Please repeat the data in full, character for character.

***** Provided data *****

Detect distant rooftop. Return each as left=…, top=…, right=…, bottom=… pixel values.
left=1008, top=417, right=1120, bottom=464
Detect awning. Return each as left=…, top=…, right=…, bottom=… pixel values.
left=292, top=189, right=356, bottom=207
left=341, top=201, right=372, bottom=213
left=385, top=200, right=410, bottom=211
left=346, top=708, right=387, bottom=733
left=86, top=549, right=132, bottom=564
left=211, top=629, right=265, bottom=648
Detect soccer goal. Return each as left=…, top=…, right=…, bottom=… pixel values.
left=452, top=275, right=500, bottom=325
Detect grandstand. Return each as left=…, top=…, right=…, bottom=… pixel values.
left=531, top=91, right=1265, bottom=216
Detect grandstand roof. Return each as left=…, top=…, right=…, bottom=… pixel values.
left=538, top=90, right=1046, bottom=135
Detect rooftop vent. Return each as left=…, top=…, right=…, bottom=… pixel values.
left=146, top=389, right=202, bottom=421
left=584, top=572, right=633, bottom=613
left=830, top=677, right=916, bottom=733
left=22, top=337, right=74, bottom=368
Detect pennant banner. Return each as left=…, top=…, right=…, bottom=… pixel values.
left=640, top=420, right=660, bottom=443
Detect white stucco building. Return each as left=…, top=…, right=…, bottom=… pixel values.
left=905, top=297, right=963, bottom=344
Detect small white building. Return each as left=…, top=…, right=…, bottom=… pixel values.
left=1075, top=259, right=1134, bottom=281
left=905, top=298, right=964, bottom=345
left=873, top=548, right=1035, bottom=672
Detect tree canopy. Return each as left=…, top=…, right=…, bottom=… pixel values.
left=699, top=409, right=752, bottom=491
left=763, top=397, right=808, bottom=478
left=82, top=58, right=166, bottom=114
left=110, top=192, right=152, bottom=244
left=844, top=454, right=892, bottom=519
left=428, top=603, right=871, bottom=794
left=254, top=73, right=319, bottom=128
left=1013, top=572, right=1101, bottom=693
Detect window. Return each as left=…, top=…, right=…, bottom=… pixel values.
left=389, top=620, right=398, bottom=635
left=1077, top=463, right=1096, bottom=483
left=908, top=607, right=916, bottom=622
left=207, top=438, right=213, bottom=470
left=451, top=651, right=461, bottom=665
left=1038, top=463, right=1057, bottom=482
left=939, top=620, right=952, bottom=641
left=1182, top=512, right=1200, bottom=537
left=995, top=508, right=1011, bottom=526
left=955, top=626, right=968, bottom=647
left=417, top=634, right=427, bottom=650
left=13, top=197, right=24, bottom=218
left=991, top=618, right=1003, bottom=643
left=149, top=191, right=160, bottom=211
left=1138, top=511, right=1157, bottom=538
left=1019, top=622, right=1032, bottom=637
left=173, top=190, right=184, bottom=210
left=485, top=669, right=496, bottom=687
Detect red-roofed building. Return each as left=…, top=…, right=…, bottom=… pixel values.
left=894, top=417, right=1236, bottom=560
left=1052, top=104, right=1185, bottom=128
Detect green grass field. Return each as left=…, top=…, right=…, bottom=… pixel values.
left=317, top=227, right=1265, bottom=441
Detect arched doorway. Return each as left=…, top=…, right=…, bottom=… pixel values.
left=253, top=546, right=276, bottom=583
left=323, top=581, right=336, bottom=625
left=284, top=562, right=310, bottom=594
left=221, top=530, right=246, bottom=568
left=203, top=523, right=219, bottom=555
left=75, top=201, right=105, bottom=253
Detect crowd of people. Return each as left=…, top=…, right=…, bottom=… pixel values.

*****

_Response_.
Detect distant rooftop. Return each as left=…, top=…, right=…, bottom=… pixel values.
left=1008, top=417, right=1120, bottom=464
Detect awning. Return each as left=…, top=…, right=…, bottom=… pixel values.
left=292, top=189, right=356, bottom=207
left=341, top=201, right=372, bottom=213
left=385, top=200, right=410, bottom=211
left=346, top=708, right=387, bottom=733
left=86, top=549, right=132, bottom=564
left=211, top=629, right=265, bottom=648
Detect soccer goal. Return each as left=…, top=…, right=…, bottom=… pixel values.
left=452, top=275, right=500, bottom=325
Detect grandstand. Return each as left=…, top=…, right=…, bottom=… pixel values.
left=531, top=91, right=1265, bottom=216
Detect grandstand roof. Return each as left=…, top=…, right=…, bottom=… pixel values.
left=538, top=90, right=1046, bottom=135
Detect rooftop vent. Return each as left=…, top=…, right=…, bottom=… pixel values.
left=146, top=389, right=202, bottom=421
left=584, top=572, right=633, bottom=613
left=830, top=677, right=916, bottom=733
left=22, top=337, right=74, bottom=368
Detect pennant banner. Return each as left=…, top=…, right=…, bottom=… pixel values.
left=640, top=420, right=660, bottom=443
Detect white stucco building. Return each as left=…, top=…, right=…, bottom=… pixel values.
left=905, top=297, right=963, bottom=344
Detect small white building. Return each as left=…, top=…, right=…, bottom=… pixel values.
left=1075, top=259, right=1134, bottom=281
left=905, top=298, right=964, bottom=345
left=873, top=548, right=1035, bottom=672
Detect tree canopy. Return each as left=…, top=…, right=…, bottom=… pixel values.
left=699, top=409, right=752, bottom=491
left=763, top=397, right=808, bottom=478
left=82, top=58, right=166, bottom=114
left=110, top=192, right=152, bottom=244
left=844, top=454, right=892, bottom=519
left=428, top=603, right=871, bottom=794
left=254, top=73, right=319, bottom=128
left=1013, top=572, right=1101, bottom=693
Detect window. Return each as left=…, top=…, right=…, bottom=… pixel values.
left=389, top=620, right=398, bottom=635
left=1077, top=463, right=1096, bottom=483
left=908, top=607, right=916, bottom=622
left=207, top=438, right=213, bottom=470
left=451, top=651, right=461, bottom=665
left=1038, top=463, right=1057, bottom=482
left=939, top=620, right=952, bottom=641
left=1182, top=512, right=1200, bottom=537
left=995, top=508, right=1011, bottom=526
left=955, top=626, right=968, bottom=647
left=417, top=634, right=427, bottom=650
left=13, top=197, right=24, bottom=218
left=991, top=618, right=1003, bottom=643
left=149, top=191, right=160, bottom=211
left=1138, top=511, right=1157, bottom=538
left=1019, top=622, right=1032, bottom=637
left=173, top=190, right=184, bottom=210
left=485, top=669, right=496, bottom=687
Detect red-roofed building. Return each as left=…, top=…, right=…, bottom=… pixel values.
left=894, top=417, right=1236, bottom=560
left=1052, top=104, right=1185, bottom=128
Detect green grass field. Return each as left=…, top=…, right=…, bottom=… pixel values.
left=317, top=227, right=1265, bottom=441
Detect arched doorway. Return each as left=…, top=…, right=…, bottom=… pixel values.
left=253, top=546, right=276, bottom=583
left=323, top=581, right=336, bottom=625
left=284, top=562, right=310, bottom=594
left=221, top=530, right=246, bottom=568
left=203, top=523, right=219, bottom=555
left=75, top=201, right=105, bottom=253
Detect crowd of people. Return each as left=…, top=…, right=…, bottom=… pixel values.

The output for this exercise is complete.